▸ **Written instruction A**:
Using the Garth Paine bio, answer these questions:
(i) In which places have his immersive interactive environments been exhibited?
(ii) In his interactive responsive environments, who generates the sonic landscape, and through what?
(iii) By what means does his work create music scores for dance in realtime?
▸ **Written instruction B**: Copy word for word the part of the Garth Paine bio from "Dr Paine is" up to and including "and New Zealand.".
▸ **Written instruction C**:
Decide whether each statement agrees with the Garth Paine bio, and support each answer by quoting the deciding words:
(i) Dr Paine is regarded internationally as an innovator in interactivity in new media arts.
(ii) His music scores for dance are composed before the performance takes place.
(iii) In his responsive environments, the inhabitant generates the sonic landscape.

▸ **Excerpt**:
───
Garth Paine

Academic, Composer, Installation Artist, Sound Designer

BIO

Dr Paine is internationally regarded as an innovator in the field of interactivity in new media arts.  His immersive interactive environments have been exhibited throughout Australia, Europe, Japan, USA, Hong Kong and New Zealand. 

Dr Garth Paine is particularly fascinated with sound as an exhibitable object. This passion has led to the creation of several interactive responsive environments where the inhabitant generates the sonic landscape through their presence and behaviour. It has also led to a considerable body of work that creates music scores for dance in realtime using video tracking of the choreography.
───
▸ **Records**:
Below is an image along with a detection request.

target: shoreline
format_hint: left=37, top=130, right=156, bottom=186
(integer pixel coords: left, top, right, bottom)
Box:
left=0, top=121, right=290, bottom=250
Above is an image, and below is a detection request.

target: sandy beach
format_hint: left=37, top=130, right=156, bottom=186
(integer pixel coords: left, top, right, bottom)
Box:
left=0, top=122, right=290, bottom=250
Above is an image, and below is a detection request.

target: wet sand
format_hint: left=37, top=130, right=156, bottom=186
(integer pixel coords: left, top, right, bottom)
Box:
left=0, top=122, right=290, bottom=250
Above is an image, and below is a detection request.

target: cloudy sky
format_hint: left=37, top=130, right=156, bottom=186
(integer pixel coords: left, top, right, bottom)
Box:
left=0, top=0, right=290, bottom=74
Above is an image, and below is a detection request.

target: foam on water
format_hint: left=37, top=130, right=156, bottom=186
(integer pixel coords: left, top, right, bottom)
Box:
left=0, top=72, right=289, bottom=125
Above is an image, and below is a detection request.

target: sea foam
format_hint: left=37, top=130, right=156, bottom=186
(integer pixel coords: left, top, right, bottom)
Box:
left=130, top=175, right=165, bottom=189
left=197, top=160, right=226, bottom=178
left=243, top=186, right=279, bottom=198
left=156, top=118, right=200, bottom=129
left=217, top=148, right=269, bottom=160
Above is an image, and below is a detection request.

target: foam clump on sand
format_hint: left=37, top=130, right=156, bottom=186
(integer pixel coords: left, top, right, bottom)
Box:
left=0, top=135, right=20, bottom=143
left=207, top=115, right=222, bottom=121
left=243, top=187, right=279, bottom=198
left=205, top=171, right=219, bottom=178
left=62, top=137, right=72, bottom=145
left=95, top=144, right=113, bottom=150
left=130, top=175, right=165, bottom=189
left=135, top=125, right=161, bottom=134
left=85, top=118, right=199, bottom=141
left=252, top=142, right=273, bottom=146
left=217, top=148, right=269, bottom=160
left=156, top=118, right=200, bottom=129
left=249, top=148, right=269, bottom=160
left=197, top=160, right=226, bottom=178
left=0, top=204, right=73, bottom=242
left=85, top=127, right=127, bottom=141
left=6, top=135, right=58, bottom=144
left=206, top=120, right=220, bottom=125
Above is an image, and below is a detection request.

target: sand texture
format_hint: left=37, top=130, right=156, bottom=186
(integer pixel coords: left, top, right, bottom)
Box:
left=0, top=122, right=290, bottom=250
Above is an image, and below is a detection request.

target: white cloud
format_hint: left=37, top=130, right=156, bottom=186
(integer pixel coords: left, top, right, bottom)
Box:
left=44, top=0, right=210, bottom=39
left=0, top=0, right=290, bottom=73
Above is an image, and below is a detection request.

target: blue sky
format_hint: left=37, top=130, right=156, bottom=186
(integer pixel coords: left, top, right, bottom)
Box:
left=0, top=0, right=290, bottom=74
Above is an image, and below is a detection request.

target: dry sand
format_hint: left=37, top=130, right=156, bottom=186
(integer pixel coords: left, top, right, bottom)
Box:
───
▸ **Expected answer A**:
(i) Australia, Europe, Japan, USA, Hong Kong and New Zealand.
(ii) The inhabitant generates it through their presence and behaviour.
(iii) By using video tracking of the choreography.

▸ **Expected answer B**:
Dr Paine is internationally regarded as an innovator in the field of interactivity in new media arts.  His immersive interactive environments have been exhibited throughout Australia, Europe, Japan, USA, Hong Kong and New Zealand.

▸ **Expected answer C**:
(i) Yes: "Dr Paine is internationally regarded as an innovator in the field of interactivity in new media arts."
(ii) No: "creates music scores for dance in realtime using video tracking of the choreography."
(iii) Yes: "where the inhabitant generates the sonic landscape through their presence and behaviour."